# Exercise:
Reproduce, character for character, everything from the line containing "blue dress shirt." down to the last line of the records, including both ends.

# Input rows:
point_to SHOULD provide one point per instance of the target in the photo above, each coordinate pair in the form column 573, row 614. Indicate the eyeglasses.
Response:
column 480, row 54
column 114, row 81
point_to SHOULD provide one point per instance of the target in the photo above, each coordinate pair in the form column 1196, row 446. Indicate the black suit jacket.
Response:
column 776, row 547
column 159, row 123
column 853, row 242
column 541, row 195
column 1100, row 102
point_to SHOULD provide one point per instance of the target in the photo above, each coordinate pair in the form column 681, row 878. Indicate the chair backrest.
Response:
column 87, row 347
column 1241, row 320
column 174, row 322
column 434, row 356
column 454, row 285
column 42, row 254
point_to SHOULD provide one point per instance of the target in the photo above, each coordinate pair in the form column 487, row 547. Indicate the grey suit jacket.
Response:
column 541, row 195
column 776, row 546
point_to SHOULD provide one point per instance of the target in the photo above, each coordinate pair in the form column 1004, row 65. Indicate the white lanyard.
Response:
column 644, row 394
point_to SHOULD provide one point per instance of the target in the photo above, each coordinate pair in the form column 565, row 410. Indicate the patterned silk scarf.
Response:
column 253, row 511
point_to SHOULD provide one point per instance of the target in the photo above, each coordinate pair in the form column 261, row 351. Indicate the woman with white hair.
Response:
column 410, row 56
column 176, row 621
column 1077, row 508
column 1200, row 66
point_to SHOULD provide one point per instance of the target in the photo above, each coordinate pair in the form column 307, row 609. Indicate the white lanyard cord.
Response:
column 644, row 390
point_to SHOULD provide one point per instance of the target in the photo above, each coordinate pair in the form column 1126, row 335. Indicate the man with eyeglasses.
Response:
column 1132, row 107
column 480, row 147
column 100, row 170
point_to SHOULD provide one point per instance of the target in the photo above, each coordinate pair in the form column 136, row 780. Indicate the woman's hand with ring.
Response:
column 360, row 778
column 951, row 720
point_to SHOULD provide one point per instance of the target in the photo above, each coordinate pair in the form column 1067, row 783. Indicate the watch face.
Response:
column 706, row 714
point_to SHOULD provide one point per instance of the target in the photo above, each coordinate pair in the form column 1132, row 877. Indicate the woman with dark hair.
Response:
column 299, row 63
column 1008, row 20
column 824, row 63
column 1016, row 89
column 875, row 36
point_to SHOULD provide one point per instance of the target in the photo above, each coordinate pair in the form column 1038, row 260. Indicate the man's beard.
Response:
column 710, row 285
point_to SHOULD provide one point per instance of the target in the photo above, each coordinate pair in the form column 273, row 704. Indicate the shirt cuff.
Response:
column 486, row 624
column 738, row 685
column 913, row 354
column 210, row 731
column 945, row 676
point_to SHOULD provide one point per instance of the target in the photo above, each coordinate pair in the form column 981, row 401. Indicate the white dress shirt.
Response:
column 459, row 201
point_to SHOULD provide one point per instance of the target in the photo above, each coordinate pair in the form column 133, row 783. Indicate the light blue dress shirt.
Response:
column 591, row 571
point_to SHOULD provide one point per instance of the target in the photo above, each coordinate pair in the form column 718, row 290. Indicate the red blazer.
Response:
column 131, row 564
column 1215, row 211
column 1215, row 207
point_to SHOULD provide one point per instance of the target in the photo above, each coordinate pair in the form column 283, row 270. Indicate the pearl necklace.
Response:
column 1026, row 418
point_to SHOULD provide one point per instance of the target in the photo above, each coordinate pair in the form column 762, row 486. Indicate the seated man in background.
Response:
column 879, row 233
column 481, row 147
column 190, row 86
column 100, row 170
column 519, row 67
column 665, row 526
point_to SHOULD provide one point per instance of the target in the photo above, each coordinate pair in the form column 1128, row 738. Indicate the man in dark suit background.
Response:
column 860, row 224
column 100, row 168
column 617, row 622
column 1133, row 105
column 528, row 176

# Written response:
point_to SHOULD provide one point per instance of the target in the photo above, each coordinate pair in the form column 133, row 783. Indicate the light blue dress shirt.
Response:
column 591, row 571
point_to SHOULD provide one point per instance of the target in the photo above, each coordinate pair in the form column 718, row 290. Indicate the red blazer.
Response:
column 131, row 564
column 1215, row 211
column 1215, row 207
point_to SHOULD provide one point per instance of the target in the photo above, each coordinate pair in the form column 283, row 270. Indicate the pearl necklace.
Response:
column 1026, row 418
point_to SHOULD provide one point per instance of the target in the photo above, each coordinate pair in the form column 762, row 486. Indicate the seated man in background.
Response:
column 879, row 233
column 481, row 147
column 190, row 86
column 100, row 170
column 519, row 67
column 665, row 526
point_to SHOULD provide one point per instance of the target in the photo above, each coordinate pair in the form column 1128, row 738. Indicate the man in dark suit background.
Response:
column 860, row 224
column 100, row 168
column 617, row 622
column 1133, row 105
column 528, row 176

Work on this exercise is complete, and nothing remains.